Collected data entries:
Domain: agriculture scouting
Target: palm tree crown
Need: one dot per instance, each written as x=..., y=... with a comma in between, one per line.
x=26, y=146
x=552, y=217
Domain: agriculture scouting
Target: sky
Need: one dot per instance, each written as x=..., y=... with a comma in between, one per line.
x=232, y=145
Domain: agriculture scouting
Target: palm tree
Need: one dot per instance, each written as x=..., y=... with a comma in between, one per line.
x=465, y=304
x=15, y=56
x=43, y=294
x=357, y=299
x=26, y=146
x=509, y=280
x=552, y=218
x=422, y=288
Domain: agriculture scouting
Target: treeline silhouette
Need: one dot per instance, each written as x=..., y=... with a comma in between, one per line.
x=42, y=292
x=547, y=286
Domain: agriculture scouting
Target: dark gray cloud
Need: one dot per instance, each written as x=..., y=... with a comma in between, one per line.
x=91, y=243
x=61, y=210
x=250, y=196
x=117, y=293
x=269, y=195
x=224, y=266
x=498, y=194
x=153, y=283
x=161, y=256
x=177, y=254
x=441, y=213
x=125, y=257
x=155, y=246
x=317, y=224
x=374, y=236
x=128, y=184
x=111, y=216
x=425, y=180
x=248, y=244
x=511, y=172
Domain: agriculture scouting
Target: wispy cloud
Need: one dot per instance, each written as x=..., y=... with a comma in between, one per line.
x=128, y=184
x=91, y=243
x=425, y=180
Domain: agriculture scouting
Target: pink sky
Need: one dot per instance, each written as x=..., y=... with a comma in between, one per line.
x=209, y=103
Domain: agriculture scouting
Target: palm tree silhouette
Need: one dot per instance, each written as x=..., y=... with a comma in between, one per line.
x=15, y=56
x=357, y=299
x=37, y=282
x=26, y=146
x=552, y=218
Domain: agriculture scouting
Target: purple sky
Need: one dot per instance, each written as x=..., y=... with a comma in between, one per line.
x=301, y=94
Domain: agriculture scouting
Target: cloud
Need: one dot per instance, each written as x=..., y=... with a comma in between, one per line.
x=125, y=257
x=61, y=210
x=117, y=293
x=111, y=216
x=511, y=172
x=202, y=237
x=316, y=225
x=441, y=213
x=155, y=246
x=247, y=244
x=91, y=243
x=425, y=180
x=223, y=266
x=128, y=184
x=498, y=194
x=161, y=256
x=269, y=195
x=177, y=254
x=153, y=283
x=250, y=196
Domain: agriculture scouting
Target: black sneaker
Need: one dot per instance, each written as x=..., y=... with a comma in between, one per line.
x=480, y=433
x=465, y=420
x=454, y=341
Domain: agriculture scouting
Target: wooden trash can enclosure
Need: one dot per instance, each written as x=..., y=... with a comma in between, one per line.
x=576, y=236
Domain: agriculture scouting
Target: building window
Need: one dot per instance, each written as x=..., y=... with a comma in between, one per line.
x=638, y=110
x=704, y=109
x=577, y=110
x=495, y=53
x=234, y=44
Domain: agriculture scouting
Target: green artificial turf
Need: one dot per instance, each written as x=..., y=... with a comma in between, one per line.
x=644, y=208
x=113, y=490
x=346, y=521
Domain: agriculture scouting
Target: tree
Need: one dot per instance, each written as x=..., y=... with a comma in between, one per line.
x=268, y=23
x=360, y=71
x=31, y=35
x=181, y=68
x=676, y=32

» Directions: Please write out the records from above, keeping every line exact.

» Completed task:
Domain: agriculture scouting
Target: palm tree crown
Need: one dot per instance, each written as x=..., y=... with a comma in between, one per line.
x=26, y=146
x=552, y=217
Domain: agriculture scouting
Target: sky
Need: one dot per instance, each written as x=..., y=... with a comma in between, one per line.
x=232, y=145
Domain: agriculture scouting
Target: palm tree
Need: one dot per instance, each written as x=..., y=... with a comma in between, one per line.
x=465, y=304
x=15, y=56
x=43, y=294
x=357, y=299
x=26, y=146
x=509, y=280
x=552, y=218
x=422, y=288
Domain: agriculture scouting
Target: treeline silhouette
Need: one dot per instance, each written as x=..., y=... with a comma in between, one per line.
x=42, y=292
x=547, y=286
Domain: agriculture scouting
Target: dark gray cloud
Need: one dot per instance, each written as x=..., y=... with a comma in between, one per line.
x=91, y=243
x=61, y=210
x=250, y=196
x=117, y=293
x=269, y=195
x=224, y=266
x=498, y=194
x=153, y=283
x=161, y=256
x=177, y=254
x=441, y=213
x=125, y=257
x=155, y=246
x=317, y=224
x=374, y=236
x=128, y=184
x=111, y=216
x=425, y=180
x=248, y=244
x=511, y=172
Domain: agriculture scouting
Target: wispy cloud
Need: one dot per instance, each written as x=..., y=... with a comma in between, one per line.
x=128, y=184
x=91, y=243
x=425, y=180
Domain: agriculture scouting
Target: pink sky
Need: one dot per instance, each written as x=..., y=... with a comma in between, one per line.
x=209, y=103
Domain: agriculture scouting
Target: palm tree silhouette
Need: one dot per instance, each written as x=..., y=... with a comma in between, one per line.
x=15, y=56
x=357, y=299
x=37, y=282
x=26, y=146
x=552, y=218
Domain: agriculture scouting
Target: purple sky
Need: one dot per instance, each written as x=..., y=... with a comma in between, one per line.
x=301, y=94
Domain: agriculture scouting
Target: cloud
Need: one dot per instance, each written as x=..., y=... with a comma in between, one per line.
x=125, y=257
x=61, y=210
x=117, y=293
x=111, y=216
x=511, y=172
x=202, y=237
x=316, y=225
x=441, y=213
x=155, y=246
x=247, y=244
x=91, y=243
x=425, y=180
x=223, y=266
x=128, y=184
x=498, y=194
x=161, y=256
x=269, y=195
x=177, y=254
x=153, y=283
x=250, y=196
Domain: agriculture scouting
Target: black sneaker
Need: one dot per instance, each written as x=..., y=... with a comma in between, one per line.
x=480, y=433
x=465, y=420
x=454, y=341
Domain: agriculture scouting
Target: wooden trash can enclosure
Need: one dot per instance, each written as x=..., y=... with a comma in between, one per line.
x=576, y=236
Domain: agriculture scouting
Target: building window
Need: one dot per instance, each written as x=..., y=... with a comma in between, one per line.
x=638, y=110
x=704, y=109
x=577, y=110
x=495, y=53
x=234, y=44
Domain: agriculture scouting
Target: green artificial turf
Need: one dot per instance, each written as x=..., y=... with a comma in between, one per line.
x=644, y=208
x=113, y=490
x=346, y=521
Domain: agriculture scouting
Target: tree
Need: one dot per instance, each written as x=..., y=... with a comma in between, one per line.
x=268, y=23
x=360, y=71
x=31, y=35
x=181, y=68
x=676, y=32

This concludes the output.